▶ **課題**: 「Indicate one point per instance of the blue sky」を含む行から始めて記録の最後で終わる範囲を、両端の行も含めて一字も変えずに抜き出してもらえますか。

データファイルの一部
──────────────────────────────

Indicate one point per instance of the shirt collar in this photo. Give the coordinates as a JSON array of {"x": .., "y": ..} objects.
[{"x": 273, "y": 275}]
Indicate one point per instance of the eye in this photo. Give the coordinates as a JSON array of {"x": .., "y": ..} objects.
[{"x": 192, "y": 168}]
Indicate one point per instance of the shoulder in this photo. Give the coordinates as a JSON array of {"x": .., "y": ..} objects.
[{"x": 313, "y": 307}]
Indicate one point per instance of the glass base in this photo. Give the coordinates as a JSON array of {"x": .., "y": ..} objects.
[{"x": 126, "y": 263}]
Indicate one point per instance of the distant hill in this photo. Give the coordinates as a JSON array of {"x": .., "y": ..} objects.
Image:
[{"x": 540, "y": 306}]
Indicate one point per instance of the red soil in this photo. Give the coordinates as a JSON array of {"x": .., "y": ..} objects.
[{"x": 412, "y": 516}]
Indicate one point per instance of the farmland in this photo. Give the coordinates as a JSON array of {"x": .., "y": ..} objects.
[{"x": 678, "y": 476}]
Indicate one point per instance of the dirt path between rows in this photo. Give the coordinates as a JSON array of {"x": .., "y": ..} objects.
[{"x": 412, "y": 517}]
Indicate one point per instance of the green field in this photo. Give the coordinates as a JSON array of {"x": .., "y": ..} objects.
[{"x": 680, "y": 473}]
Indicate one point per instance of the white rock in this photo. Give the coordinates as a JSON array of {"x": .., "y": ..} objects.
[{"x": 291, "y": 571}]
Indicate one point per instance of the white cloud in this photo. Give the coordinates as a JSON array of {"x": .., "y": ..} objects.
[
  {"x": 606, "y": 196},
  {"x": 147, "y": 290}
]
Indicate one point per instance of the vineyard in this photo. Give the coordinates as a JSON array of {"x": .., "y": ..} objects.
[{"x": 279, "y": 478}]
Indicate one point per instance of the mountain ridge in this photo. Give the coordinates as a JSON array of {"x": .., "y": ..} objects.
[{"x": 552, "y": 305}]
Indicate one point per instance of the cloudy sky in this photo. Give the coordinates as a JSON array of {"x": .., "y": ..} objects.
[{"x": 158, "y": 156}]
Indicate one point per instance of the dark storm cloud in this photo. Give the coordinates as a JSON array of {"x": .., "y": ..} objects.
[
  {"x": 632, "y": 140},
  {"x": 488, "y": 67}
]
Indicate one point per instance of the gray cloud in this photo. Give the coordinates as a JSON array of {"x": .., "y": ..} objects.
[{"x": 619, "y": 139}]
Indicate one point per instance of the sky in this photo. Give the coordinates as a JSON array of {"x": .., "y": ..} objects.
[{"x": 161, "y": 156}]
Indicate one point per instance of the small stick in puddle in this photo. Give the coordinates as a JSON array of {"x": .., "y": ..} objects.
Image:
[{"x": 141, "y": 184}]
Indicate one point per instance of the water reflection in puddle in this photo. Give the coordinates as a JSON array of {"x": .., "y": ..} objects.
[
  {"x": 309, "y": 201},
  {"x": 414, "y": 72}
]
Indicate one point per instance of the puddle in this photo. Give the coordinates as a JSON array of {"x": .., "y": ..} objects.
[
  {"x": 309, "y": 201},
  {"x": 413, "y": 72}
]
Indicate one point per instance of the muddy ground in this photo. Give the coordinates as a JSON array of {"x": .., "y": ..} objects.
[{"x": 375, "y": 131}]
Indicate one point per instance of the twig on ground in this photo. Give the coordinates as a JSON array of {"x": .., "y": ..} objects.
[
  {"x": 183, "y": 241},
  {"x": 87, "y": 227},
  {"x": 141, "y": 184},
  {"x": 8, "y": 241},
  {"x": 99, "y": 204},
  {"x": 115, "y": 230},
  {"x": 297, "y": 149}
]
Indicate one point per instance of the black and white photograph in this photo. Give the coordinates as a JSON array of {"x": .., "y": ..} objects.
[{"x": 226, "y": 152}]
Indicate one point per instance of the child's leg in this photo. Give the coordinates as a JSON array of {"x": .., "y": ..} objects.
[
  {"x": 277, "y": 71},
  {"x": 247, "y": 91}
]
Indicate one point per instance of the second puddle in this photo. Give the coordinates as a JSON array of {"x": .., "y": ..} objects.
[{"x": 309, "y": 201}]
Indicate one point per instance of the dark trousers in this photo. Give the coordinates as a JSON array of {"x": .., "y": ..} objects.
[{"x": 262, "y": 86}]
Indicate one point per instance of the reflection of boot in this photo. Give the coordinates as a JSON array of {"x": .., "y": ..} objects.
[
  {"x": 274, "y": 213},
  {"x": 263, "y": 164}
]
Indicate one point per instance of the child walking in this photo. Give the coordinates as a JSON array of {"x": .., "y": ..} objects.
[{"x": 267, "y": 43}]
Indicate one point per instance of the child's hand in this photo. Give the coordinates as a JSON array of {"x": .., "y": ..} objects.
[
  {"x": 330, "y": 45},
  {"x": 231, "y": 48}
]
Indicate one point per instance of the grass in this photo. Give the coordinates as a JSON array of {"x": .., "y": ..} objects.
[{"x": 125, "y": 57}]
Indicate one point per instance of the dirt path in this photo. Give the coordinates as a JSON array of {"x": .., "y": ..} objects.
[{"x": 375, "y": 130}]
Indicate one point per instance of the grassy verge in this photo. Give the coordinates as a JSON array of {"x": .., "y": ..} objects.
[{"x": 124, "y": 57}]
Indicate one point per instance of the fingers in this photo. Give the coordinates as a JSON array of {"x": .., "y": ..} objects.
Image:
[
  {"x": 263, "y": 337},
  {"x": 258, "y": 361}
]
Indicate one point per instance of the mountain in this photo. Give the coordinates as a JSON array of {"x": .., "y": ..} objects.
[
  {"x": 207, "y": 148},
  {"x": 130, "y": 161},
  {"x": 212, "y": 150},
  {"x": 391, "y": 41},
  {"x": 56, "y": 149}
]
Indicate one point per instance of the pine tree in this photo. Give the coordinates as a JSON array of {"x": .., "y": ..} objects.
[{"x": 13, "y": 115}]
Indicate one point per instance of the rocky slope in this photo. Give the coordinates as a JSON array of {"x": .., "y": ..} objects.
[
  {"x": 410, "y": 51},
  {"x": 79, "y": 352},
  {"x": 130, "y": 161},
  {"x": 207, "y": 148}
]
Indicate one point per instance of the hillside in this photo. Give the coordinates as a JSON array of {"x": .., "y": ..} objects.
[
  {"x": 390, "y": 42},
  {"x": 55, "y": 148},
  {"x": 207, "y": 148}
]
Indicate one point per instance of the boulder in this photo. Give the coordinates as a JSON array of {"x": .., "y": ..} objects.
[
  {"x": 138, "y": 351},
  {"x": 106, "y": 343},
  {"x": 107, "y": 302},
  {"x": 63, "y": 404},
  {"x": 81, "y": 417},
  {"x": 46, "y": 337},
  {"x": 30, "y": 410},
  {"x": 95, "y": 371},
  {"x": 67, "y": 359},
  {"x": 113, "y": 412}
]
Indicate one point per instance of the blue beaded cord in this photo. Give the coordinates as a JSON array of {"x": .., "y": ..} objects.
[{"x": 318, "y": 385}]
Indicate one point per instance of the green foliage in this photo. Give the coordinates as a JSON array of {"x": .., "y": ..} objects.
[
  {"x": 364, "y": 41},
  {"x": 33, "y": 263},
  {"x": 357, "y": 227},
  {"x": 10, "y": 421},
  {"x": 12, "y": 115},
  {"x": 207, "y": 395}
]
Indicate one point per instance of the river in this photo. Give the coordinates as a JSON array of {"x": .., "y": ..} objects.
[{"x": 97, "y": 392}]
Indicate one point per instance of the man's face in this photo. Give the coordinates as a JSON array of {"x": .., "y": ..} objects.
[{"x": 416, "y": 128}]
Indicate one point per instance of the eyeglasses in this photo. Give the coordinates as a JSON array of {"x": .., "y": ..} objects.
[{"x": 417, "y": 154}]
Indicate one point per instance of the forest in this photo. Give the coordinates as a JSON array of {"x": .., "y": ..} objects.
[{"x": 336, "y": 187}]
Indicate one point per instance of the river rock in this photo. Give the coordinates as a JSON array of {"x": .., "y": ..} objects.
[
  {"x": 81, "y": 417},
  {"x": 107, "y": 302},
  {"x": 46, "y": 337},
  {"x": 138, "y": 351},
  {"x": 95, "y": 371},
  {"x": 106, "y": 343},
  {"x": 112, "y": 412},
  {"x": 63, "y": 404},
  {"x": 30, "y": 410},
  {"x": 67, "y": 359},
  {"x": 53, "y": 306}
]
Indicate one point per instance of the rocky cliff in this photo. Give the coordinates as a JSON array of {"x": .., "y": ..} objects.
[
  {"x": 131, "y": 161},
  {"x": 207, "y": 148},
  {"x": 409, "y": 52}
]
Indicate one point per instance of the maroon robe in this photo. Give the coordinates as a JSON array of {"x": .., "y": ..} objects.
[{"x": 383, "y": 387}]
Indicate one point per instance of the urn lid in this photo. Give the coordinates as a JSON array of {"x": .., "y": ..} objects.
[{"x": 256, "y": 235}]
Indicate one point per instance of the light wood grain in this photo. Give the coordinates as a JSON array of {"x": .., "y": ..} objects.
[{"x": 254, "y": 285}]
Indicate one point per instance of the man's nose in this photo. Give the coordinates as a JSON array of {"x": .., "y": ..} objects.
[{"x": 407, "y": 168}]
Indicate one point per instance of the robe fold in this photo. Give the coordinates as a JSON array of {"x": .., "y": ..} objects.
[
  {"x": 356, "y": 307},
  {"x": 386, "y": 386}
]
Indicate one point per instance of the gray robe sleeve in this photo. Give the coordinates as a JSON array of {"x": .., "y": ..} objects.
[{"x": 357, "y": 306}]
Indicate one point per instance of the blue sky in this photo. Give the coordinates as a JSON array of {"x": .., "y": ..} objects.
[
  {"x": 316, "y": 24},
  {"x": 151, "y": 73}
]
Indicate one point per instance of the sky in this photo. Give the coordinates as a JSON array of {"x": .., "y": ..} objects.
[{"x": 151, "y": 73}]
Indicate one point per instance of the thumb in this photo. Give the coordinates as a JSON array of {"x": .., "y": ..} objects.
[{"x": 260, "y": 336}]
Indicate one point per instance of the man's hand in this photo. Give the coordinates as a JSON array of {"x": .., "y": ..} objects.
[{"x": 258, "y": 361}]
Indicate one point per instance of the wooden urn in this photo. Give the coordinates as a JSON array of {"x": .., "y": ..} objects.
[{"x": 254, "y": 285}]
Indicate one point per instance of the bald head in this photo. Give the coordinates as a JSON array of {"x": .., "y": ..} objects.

──────────────────────────────

▶ **解答**:
Indicate one point per instance of the blue sky in this photo. Give the coordinates as a JSON array of {"x": .., "y": ..} objects.
[
  {"x": 316, "y": 24},
  {"x": 151, "y": 73}
]
Indicate one point per instance of the sky in this photo. Give the coordinates as a JSON array of {"x": .., "y": ..} objects.
[{"x": 151, "y": 73}]
Indicate one point per instance of the thumb in this photo. Give the coordinates as a JSON array of {"x": .., "y": ..} objects.
[{"x": 260, "y": 336}]
Indicate one point per instance of the man's hand in this photo. Give the coordinates as a JSON array of {"x": .., "y": ..} objects.
[{"x": 258, "y": 361}]
Indicate one point per instance of the wooden urn in this photo. Give the coordinates as a JSON array of {"x": .., "y": ..} objects.
[{"x": 254, "y": 285}]
Indicate one point per instance of the bald head in this photo. Give the coordinates as a JSON array of {"x": .., "y": ..} objects.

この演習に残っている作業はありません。